Write out exactly, please, the lines from the one containing "Target: nose wheel" to the end of the material.

(Excerpts from point annotation data)
--- start ---

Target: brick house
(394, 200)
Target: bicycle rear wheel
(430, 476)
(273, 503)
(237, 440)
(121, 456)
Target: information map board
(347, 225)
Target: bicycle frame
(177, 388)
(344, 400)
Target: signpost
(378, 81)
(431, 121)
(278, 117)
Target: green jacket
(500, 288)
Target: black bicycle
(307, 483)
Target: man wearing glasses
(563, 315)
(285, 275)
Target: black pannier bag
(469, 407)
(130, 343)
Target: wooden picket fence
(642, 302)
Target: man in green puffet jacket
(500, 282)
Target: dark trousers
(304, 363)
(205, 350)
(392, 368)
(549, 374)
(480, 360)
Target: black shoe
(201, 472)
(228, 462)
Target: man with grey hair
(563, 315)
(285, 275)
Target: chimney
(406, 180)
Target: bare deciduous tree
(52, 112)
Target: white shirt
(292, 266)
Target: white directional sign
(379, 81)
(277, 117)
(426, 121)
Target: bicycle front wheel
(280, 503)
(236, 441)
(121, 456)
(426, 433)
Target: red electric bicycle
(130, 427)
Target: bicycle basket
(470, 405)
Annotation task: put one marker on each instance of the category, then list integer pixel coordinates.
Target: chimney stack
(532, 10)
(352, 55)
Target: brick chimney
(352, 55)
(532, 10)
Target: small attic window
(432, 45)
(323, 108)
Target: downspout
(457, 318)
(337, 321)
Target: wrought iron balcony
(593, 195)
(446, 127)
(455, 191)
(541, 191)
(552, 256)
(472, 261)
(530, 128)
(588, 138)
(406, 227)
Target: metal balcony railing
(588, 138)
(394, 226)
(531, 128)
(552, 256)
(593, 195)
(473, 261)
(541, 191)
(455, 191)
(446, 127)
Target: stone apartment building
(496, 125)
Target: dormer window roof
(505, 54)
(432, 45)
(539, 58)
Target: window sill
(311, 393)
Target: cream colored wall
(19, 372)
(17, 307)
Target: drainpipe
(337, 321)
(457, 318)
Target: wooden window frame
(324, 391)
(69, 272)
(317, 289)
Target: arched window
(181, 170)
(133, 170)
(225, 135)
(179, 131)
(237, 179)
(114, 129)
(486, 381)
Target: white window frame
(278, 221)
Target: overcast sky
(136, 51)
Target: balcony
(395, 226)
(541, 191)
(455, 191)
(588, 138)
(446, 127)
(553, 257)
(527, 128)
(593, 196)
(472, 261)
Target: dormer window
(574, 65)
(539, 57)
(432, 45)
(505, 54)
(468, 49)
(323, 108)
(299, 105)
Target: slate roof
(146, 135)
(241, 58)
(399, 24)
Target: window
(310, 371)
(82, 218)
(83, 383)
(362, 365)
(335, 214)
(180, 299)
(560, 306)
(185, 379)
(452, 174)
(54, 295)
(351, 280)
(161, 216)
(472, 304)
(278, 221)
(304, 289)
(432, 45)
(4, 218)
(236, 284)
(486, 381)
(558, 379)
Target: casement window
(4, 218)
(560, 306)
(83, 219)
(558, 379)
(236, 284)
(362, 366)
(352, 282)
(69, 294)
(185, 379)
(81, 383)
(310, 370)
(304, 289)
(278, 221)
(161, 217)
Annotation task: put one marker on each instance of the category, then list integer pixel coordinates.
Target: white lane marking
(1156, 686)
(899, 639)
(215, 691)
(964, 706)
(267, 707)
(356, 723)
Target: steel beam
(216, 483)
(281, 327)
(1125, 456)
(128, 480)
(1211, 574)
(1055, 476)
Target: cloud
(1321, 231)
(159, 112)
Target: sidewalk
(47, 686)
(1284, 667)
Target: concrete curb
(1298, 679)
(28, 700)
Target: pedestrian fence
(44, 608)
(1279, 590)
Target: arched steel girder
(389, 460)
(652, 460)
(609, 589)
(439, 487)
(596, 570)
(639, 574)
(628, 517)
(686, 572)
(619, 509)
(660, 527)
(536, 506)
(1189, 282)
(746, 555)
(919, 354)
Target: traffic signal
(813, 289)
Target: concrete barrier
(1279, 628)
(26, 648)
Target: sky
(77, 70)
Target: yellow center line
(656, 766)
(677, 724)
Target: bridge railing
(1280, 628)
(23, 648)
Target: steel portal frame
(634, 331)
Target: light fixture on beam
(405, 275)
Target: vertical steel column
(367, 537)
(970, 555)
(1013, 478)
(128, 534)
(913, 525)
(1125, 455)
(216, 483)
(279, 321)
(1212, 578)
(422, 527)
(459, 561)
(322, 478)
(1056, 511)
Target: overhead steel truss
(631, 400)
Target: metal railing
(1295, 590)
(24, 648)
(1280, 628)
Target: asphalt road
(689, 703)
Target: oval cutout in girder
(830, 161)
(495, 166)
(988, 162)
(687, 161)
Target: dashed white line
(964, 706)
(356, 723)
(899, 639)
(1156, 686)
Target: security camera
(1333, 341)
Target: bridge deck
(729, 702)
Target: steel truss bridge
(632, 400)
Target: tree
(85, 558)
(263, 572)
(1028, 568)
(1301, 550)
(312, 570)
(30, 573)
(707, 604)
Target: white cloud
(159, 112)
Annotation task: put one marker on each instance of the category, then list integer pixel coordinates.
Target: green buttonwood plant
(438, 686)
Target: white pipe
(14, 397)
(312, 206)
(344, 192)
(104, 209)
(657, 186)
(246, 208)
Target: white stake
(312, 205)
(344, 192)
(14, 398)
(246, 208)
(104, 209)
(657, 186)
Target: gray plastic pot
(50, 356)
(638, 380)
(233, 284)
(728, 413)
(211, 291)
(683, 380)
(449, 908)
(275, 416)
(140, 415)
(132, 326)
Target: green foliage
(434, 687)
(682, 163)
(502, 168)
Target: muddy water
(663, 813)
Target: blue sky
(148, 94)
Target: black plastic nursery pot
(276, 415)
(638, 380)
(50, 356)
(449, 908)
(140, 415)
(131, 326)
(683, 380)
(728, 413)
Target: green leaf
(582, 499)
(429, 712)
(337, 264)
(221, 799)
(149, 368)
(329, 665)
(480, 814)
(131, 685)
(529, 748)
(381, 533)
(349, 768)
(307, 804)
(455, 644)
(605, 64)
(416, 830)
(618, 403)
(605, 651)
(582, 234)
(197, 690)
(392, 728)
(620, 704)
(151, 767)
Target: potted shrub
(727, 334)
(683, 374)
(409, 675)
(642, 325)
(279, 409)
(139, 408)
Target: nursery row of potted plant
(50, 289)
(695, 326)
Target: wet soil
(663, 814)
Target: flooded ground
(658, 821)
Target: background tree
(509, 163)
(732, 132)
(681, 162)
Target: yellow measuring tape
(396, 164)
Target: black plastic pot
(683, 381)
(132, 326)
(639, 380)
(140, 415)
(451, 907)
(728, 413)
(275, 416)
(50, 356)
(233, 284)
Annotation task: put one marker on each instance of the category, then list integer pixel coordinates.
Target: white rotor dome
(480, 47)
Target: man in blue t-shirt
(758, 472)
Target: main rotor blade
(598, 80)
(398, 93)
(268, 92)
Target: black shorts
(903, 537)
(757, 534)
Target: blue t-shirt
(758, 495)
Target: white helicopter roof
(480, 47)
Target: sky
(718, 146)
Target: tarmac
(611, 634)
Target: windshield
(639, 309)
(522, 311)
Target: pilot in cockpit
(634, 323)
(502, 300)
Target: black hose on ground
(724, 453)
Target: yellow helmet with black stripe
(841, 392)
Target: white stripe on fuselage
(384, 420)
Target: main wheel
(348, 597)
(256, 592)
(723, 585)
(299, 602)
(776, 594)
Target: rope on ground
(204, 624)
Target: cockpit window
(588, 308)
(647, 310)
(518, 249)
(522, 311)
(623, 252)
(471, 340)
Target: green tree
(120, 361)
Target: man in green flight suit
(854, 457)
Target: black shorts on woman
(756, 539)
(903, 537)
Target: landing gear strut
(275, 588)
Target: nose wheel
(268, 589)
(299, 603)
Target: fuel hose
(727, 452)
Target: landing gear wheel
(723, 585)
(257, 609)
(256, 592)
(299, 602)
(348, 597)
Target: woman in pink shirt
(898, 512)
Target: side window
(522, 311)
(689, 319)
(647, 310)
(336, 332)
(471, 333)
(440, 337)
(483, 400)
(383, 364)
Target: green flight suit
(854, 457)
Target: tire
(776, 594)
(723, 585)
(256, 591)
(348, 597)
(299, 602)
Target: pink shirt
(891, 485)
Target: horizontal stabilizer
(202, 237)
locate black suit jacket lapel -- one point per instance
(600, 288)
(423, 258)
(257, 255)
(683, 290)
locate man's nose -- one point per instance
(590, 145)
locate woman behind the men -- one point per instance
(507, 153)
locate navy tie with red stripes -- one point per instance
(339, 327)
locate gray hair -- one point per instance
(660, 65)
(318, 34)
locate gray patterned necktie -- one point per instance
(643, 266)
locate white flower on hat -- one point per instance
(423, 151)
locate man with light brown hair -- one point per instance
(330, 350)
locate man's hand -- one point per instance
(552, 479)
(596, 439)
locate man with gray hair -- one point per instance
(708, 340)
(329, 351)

--- end ---

### Result of the exercise
Target: nose wheel
(268, 589)
(299, 603)
Target: fuel hose
(727, 452)
Target: landing gear wheel
(723, 585)
(257, 609)
(256, 592)
(299, 602)
(348, 597)
Target: woman in pink shirt
(898, 512)
Target: side window
(522, 311)
(689, 319)
(647, 310)
(336, 332)
(471, 333)
(440, 337)
(483, 400)
(383, 364)
Target: green flight suit
(854, 457)
Target: tire
(776, 594)
(723, 585)
(256, 591)
(348, 597)
(299, 602)
Target: pink shirt
(891, 485)
Target: horizontal stabilizer
(202, 237)
locate black suit jacket lapel -- one point per instance
(600, 288)
(423, 258)
(257, 255)
(683, 290)
locate man's nose -- one point per instance
(590, 145)
locate woman behind the men -- one point per instance
(507, 153)
locate navy tie with red stripes -- one point per instance
(339, 327)
locate gray hair -- one point per instance
(660, 65)
(318, 34)
locate gray patterned necktie -- one point per instance
(643, 266)
locate white flower on hat -- one point per instance
(423, 151)
locate man with light brown hair -- one point per instance
(330, 350)
locate man's hand -- one point per instance
(552, 479)
(596, 439)
locate man with gray hair -- one point per instance
(708, 340)
(329, 351)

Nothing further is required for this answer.